- **YOUR OBJECTIVE**
A verbatim copy of every record is required, and no pictures should be included.

------------------------------

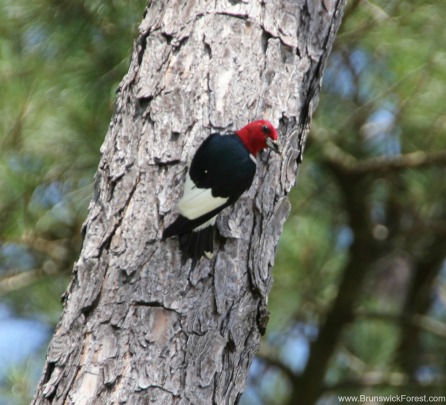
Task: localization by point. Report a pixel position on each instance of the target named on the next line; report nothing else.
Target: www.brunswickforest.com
(358, 399)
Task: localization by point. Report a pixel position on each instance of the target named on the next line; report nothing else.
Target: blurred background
(358, 304)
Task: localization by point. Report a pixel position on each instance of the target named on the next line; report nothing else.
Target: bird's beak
(274, 145)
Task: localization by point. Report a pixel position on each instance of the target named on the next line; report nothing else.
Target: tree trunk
(139, 326)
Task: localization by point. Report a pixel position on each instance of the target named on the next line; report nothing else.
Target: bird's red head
(259, 135)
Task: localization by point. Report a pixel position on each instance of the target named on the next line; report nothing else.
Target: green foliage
(383, 96)
(61, 62)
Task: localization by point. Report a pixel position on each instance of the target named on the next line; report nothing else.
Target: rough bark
(137, 325)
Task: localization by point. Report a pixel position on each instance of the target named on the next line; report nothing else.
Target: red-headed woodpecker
(221, 170)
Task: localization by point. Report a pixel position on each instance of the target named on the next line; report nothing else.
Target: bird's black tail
(194, 243)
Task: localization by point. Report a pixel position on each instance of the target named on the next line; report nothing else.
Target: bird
(222, 168)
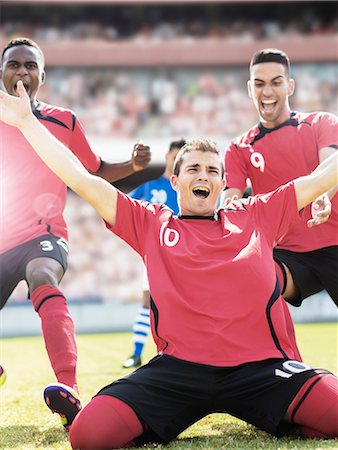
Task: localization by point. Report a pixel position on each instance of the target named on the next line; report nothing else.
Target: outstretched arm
(321, 180)
(16, 111)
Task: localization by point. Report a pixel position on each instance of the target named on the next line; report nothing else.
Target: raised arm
(321, 180)
(16, 111)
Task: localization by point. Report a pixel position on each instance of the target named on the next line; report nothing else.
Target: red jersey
(272, 157)
(215, 298)
(32, 198)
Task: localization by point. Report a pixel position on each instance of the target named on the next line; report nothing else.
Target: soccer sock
(141, 329)
(314, 408)
(106, 422)
(58, 332)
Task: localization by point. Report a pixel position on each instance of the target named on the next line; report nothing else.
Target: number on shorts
(63, 243)
(291, 367)
(46, 246)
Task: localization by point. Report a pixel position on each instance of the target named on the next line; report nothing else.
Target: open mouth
(269, 105)
(25, 85)
(201, 192)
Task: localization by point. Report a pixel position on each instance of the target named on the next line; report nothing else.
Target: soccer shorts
(312, 271)
(169, 394)
(13, 262)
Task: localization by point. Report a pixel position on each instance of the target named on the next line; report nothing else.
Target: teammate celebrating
(283, 146)
(155, 191)
(244, 364)
(33, 245)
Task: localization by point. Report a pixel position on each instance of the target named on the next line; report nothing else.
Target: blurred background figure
(155, 191)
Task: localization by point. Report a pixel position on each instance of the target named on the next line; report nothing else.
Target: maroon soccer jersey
(272, 157)
(32, 198)
(212, 280)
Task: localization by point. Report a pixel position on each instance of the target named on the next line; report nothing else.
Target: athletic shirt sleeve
(325, 127)
(134, 220)
(275, 212)
(137, 193)
(235, 168)
(81, 147)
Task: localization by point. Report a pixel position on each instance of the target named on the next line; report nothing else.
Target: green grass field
(26, 423)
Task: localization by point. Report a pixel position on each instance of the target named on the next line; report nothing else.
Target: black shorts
(312, 271)
(13, 262)
(169, 394)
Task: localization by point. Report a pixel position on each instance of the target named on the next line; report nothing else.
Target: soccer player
(155, 191)
(33, 244)
(216, 310)
(285, 145)
(2, 375)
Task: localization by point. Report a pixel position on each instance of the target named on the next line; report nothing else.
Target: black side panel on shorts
(275, 295)
(154, 309)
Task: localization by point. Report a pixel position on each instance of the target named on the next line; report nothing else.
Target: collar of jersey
(184, 217)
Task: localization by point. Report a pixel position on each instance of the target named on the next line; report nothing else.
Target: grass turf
(26, 423)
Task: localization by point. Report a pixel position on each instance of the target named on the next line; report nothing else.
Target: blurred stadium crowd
(164, 21)
(159, 102)
(175, 102)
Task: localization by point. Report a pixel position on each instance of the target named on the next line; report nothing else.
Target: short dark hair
(177, 144)
(271, 55)
(22, 41)
(196, 145)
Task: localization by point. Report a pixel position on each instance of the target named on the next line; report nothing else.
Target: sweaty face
(24, 63)
(199, 183)
(269, 87)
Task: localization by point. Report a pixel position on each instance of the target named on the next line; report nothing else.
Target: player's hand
(141, 156)
(229, 200)
(14, 110)
(320, 210)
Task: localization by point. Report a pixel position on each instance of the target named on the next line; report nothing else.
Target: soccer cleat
(133, 361)
(2, 375)
(63, 400)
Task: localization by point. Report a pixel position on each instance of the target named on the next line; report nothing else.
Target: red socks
(315, 409)
(105, 423)
(58, 332)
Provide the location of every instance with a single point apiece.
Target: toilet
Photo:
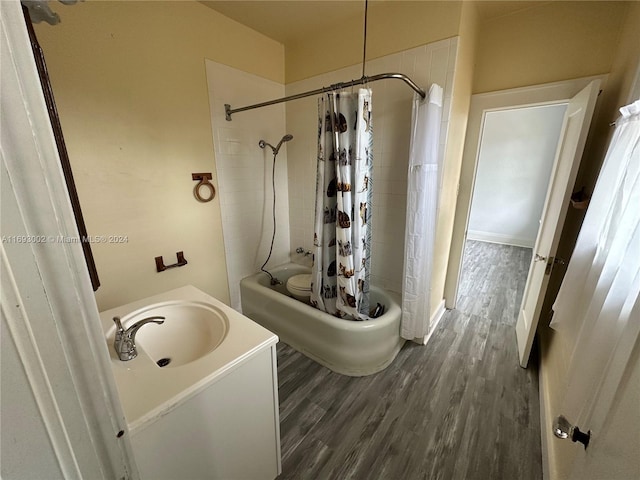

------------------------------

- **RESPONSE TO THIS EXERCISE**
Task: localization by point. Report a pixel position on each instance of the target named on the next line; report nothing else.
Target: www.brunswickforest.com
(358, 399)
Task: localization by point. Report a pixel position on each instance of the target named on the next line; report nothing else.
Target: blurred background
(358, 304)
Task: localization by point. Report a pixel position on each instance of the target named on the next line; report nothing else.
Target: bird's beak
(274, 145)
Task: localization by point. Report a pixel position on each instance of the target named on the next line; report nothing else.
Target: tree trunk
(139, 326)
Task: localization by point. Report a pixel position on each instance of the target named on the next line; report nothing else.
Target: bird's red head
(259, 135)
Task: localization by point. Report a pixel position on each instance of the target named on the next line; report nothing else.
Target: green foliage
(383, 96)
(61, 62)
Task: localization by point. Report a pixel position on each instance of the target named on the next line; report nothing else.
Target: rough bark
(137, 325)
Task: localization by point. Report a pixel position on each instance of the target named on the next line; report nothing else.
Target: red-headed woodpecker
(221, 170)
Task: localization by point. Report a pixel position on each instance of the target named on the next line; report nothing else.
Target: bird's black tail
(194, 243)
Task: localization by point. Report a pixel position on each instance of the target named on the next line; report nothing else.
Target: bird
(222, 168)
Task: localization by point. Report a pixel position on each instance of the target named on the next line; report nothing else.
Target: outstretched arm
(321, 180)
(16, 111)
Task: localization by point. Report a pixel position on each instance of the target named on the next line; report nothing else.
Target: raised arm
(321, 180)
(16, 111)
Task: localization by point. Report a pixel position on each instance of the target named on the next line; report nothing else.
Target: red jersey
(272, 157)
(215, 298)
(32, 198)
Task: localization by point. Report a pixel position on each instance of the target named on the next line; report nothing else.
Target: soccer sock
(141, 329)
(314, 408)
(106, 422)
(58, 332)
Task: localization by point. Report a pixel position on each instance of the target named on the next line; report nothing else.
Target: number on shorts
(63, 243)
(291, 367)
(46, 246)
Task: localization by point. Report a pixel position on each instance of the target named on the next line; report nothing else.
Target: open mouth
(269, 105)
(25, 85)
(201, 192)
Task: localization by point. Report a pixel position on each instance of the target named on the next line; report nothing else.
Target: soccer shorts
(312, 271)
(169, 394)
(13, 262)
Task: localization by point. Report a pixel position on each instance of the target named on the next line; report nothing else.
Target: teammate celebrating
(283, 146)
(155, 191)
(244, 364)
(33, 245)
Task: localization by point. Report a pixel position on each instance of the target named on the next line; report nothing else.
Target: blurred background figure
(155, 191)
Task: localization by point. Report a pixel position on each instance of the target named on the next line; report nothing else.
Target: maroon soccer jersey
(272, 157)
(32, 198)
(212, 280)
Task: localization by point. Report a pixel position on each instance of the target named on the next line; report nothing else.
Target: athletic shirt sleeve
(325, 127)
(134, 220)
(275, 212)
(137, 193)
(235, 168)
(81, 147)
Task: localization by point. Report a pixel position on each instance of the target named on the next line; report nothing else.
Target: green grass field
(26, 423)
Task: localization by point. Report a pixel position on each instance of the target named on the next line; report nothing else.
Target: black shorts
(312, 271)
(13, 262)
(169, 394)
Task: localization by point. Report a pixel position on each instance of the target named on the next line; report nothing else.
Target: soccer player
(155, 191)
(33, 244)
(216, 310)
(285, 145)
(2, 375)
Task: localization by point. Report a pixel position on each instance of the target named on the next line; report nothing else.
Target: black side panel on shorts
(275, 295)
(154, 309)
Task: localization by point. Report a pixel position on each instance of the target named on the next line; report nothing else.
Target: collar of jersey
(184, 217)
Task: localization by point. Report a pixel position on each instance of the target named on the next line; report nothing else.
Target: grass turf
(26, 423)
Task: localization by point. Report a pixel position on each instance of the target named on the next line; report nothing else.
Target: blurred stadium crowd
(164, 21)
(159, 102)
(175, 102)
Task: localization by point. Report a pixel position on each instance of the target named on the next line; report nothing else.
Target: short dark hair
(177, 144)
(271, 55)
(22, 41)
(196, 145)
Task: localization by point. Report a pixel position on each instance of the target named on the next line; report nothing else.
Target: sweaty face
(24, 63)
(199, 183)
(269, 87)
Task: localization by point. Report a pixel position on each instance of the target named on the next line; report nothing else.
Target: player's hand
(141, 156)
(229, 200)
(14, 110)
(320, 210)
Task: localization by point. Report a pixel position on each instance of the target named on the next line; report nothing else.
Target: soccer cleat
(133, 361)
(2, 375)
(63, 400)
Task: localization by point. Report a pixel position on each instance of the target named on the next line; report nothing else.
Target: red socks
(315, 409)
(105, 423)
(58, 332)
Provide the location of every instance with a single point apiece.
Target: toilet
Photo:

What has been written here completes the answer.